** Work instructions **
a - According to the report on the Philippine property market, by what percentage did high-end residential property prices in Makati CBD increase during Q2 2013?
b - Write the next part of the report on the Philippine property market, picking up after its final sentence.

The Philippine property market remains vibrant, with strong economic, growth boosted by robust domestic consumption and increases in government spending.
During the year to end-Q2 2013, the average price of a luxury 3-bedroom condominium in Makati CBD soared by 12.92% (9.98% inflation-adjusted) to PHP128,730 (US$2,938) per square metre (sq. m.), higher than the annual rises of 5.6% in Q1 2013, 8% in Q4 and 8.3% in Q3 2012, according to Colliers International.
During the latest quarter, high-end residential property prices in Makati CBD increased 6.92% (6.25% inflation-adjusted) in Q2 2013, the highest increase since Q4 1995.
In other main districts:
Land values have also been appreciating recently. In the second quarter of 2013:
Rents are also rising. In Makati CBD, the average monthly rent of a premium 3-bedroom condominium rose by 7.2% y-o-y to PHP790 (US$18) per sq. m. in Q2 2013. Likewise, residential rental rates in Bonifacio Global City also increased by 7.4% to a monthly average of PHP780 (US$18) per sq. m. over the same period.

** Dataset content **

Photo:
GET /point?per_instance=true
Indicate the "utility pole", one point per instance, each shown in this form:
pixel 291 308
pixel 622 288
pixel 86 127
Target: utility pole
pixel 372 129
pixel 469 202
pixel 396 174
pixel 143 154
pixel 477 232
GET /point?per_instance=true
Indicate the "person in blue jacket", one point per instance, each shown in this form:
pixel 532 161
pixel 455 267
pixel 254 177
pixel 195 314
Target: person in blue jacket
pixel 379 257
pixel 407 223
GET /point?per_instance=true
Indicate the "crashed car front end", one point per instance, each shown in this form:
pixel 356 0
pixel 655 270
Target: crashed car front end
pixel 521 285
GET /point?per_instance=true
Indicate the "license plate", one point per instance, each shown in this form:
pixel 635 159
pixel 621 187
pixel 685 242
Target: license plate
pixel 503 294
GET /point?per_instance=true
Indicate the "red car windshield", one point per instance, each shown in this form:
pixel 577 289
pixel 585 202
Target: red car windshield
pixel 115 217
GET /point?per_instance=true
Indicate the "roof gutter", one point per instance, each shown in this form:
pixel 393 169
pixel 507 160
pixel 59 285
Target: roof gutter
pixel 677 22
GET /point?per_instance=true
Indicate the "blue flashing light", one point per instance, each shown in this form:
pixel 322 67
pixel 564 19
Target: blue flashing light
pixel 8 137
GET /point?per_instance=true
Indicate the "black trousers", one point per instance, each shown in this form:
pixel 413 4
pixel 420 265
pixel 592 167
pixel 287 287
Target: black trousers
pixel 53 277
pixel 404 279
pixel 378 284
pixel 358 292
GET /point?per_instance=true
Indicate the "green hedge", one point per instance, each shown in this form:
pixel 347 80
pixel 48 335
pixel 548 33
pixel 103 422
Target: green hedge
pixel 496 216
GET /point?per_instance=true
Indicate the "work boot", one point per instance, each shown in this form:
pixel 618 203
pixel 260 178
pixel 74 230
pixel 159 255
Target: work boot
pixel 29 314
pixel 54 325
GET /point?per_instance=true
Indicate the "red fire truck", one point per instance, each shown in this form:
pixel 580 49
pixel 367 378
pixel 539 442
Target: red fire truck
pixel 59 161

* * *

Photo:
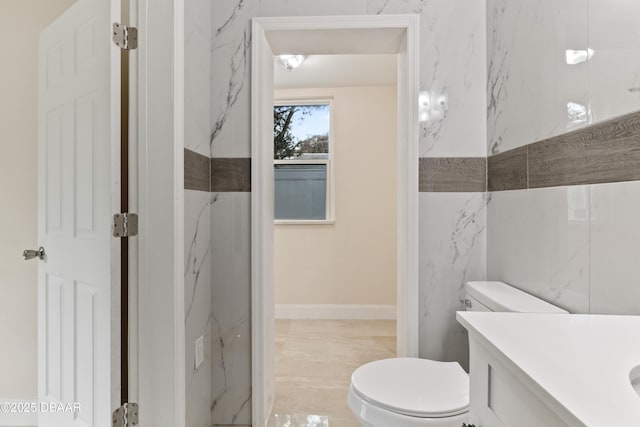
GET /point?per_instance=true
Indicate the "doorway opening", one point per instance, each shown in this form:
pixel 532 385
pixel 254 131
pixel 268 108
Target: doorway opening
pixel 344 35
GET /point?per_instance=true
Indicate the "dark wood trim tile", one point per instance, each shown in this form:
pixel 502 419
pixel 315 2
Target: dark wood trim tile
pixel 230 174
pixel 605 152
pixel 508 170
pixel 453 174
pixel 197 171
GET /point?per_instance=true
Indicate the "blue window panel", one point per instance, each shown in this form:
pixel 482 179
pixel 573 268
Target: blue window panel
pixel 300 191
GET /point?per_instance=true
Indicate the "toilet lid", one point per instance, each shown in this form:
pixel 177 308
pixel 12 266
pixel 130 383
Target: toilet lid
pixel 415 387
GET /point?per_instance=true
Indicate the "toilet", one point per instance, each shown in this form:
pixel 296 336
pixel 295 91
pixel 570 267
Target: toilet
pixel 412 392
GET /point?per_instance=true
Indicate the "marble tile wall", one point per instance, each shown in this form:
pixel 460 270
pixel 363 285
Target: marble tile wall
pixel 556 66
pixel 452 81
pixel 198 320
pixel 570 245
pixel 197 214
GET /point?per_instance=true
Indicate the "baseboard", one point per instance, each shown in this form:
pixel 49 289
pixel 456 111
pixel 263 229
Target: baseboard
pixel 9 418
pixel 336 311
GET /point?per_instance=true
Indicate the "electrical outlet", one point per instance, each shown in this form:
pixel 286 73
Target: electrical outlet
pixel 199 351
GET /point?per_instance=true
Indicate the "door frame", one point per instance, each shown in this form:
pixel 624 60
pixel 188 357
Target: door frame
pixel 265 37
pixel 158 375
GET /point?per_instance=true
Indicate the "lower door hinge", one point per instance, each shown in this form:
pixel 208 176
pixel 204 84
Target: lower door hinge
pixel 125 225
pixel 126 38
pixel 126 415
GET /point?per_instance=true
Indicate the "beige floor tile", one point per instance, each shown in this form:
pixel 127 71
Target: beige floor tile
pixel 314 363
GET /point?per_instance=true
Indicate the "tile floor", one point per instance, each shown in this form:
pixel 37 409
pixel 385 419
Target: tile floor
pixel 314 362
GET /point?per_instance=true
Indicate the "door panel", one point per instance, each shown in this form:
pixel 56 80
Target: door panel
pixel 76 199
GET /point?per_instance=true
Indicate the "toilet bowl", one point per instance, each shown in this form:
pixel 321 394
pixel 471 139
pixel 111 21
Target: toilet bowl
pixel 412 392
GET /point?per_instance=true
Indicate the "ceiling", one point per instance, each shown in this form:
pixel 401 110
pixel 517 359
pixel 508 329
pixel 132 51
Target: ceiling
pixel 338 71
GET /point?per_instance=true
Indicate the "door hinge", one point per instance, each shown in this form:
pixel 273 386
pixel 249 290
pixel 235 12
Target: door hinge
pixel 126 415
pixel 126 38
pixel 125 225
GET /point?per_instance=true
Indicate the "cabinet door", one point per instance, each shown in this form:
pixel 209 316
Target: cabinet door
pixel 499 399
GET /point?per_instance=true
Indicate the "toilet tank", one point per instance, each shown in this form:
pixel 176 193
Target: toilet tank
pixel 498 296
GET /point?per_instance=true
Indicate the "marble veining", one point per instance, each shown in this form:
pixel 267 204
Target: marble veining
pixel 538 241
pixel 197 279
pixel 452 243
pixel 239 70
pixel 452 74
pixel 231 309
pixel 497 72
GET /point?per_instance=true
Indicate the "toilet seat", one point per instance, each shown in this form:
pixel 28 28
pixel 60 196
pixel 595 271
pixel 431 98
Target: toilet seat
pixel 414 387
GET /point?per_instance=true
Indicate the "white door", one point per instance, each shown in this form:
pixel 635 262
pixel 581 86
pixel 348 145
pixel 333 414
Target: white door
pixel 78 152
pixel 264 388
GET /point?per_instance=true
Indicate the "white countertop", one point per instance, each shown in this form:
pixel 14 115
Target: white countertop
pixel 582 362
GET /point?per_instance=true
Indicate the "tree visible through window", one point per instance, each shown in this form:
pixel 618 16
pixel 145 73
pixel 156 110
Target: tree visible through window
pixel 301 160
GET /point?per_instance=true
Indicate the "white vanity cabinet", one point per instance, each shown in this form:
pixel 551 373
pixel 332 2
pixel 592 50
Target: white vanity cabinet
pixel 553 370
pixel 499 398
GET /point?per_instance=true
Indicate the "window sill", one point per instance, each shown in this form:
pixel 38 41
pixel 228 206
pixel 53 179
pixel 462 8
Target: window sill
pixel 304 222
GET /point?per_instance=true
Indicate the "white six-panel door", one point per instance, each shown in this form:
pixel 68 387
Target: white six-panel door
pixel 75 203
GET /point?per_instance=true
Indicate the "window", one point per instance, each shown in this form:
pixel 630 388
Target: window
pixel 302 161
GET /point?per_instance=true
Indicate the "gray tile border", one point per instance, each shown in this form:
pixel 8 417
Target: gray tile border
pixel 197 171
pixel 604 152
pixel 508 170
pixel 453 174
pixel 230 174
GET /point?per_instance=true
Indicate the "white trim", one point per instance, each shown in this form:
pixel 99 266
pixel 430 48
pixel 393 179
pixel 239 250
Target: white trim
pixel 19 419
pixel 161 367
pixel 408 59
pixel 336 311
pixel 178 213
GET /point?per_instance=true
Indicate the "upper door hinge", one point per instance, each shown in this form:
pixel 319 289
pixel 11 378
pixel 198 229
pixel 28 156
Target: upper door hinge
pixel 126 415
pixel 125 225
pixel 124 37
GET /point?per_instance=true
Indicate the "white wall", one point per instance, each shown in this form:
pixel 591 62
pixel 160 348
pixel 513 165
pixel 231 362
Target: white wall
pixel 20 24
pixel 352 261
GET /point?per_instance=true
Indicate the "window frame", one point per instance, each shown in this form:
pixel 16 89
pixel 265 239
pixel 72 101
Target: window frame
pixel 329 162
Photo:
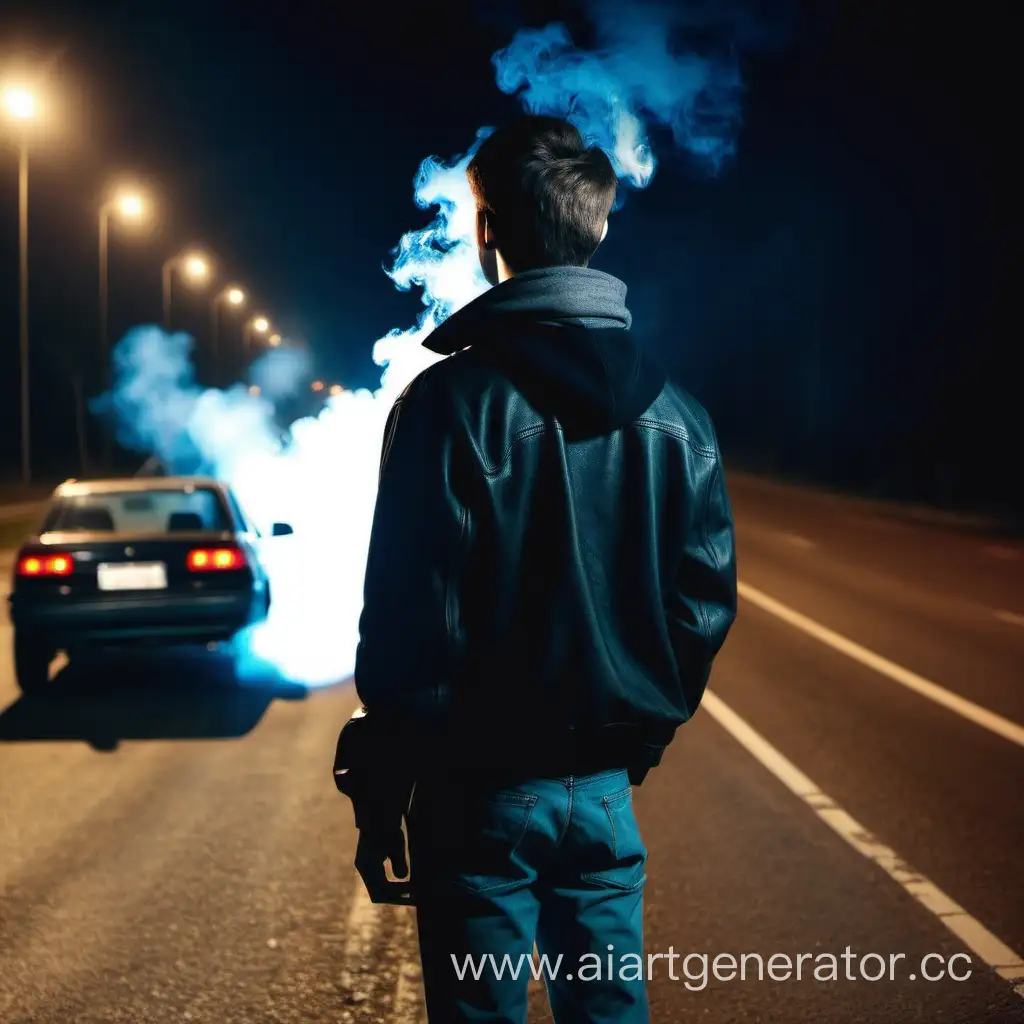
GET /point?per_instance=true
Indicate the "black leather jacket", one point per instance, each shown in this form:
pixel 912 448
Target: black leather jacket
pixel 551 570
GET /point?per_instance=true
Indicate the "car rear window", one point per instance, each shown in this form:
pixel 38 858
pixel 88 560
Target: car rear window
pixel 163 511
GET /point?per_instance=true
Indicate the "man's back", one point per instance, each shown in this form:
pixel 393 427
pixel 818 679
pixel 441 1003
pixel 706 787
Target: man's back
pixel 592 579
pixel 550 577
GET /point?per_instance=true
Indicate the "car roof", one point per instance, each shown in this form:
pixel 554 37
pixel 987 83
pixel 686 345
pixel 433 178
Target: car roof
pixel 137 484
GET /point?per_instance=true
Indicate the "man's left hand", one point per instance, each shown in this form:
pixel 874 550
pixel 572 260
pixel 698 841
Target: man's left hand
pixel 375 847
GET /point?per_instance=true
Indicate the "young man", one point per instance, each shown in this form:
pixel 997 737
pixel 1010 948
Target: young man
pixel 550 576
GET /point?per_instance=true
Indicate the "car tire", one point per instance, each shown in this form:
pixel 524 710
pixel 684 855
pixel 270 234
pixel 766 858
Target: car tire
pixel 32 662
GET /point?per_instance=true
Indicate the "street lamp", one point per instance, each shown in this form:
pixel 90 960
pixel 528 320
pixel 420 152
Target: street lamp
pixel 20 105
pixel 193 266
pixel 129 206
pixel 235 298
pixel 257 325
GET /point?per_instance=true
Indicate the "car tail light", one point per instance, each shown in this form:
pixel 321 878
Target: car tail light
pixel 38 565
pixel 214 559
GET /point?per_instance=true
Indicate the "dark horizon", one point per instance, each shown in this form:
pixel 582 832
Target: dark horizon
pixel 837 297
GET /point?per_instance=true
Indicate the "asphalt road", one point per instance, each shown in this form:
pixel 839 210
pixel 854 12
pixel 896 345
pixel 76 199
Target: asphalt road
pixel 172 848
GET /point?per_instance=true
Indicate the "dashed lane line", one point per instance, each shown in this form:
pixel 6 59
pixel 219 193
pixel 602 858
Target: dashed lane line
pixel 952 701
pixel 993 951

** Outputs in order **
a - They increased by 6.92% (6.25% inflation-adjusted), the highest quarterly increase since Q4 1995.

b -
Total real estate loans country-wide soared by 42% to PHP546.51 billion (US$12.47 billion) in 2012 from the previous year, based on figures from the Bangko Sentral ng Pilipinas (BSP), the country’s central bank. Despite the spectacular growth, the size of the mortgage market remains small at about 5.5% of GDP in 2012.
Most houses are sold for cash or pre-sold. Property buyers also face high transaction costs, corruption and red tape, fake land titles and substandard building practices.
Despite the obstacles, the Philippine real estate market has been booming due to increases in remittances from overseas Filipinos, and to the dramatic growth of business-process outsourcing:
Residential property prices in Makati CBD, Bonifacio Global City and Ortigas Center are expected to rise by about 8% over the next 12 months, according to Colliers. In addition, the total housing stock in Metro Manila is expected to increase by 7,253 units by end-2013.
The Philippine economy is expected to expand by 7% in 2013, after real GDP growth of 6.6% in 2012, 3.9% in 2011 and 7.6% in 2010, according to the International Monetary Fund (IMF).
Between 1997 and 2004, luxury condominium prices dropped 30.4% (53.7% in real terms), as the Philippines experienced the biggest property crash of all economies affected by the 1997 Asian Financial Crisis. As with the present housing crisis in the US and Europe, a speculative bubble had formed in the 1990s after financial liberalization and economic reforms, pushing luxury condominium prices up 63% (35.3% in real terms) between 1995 and 1997.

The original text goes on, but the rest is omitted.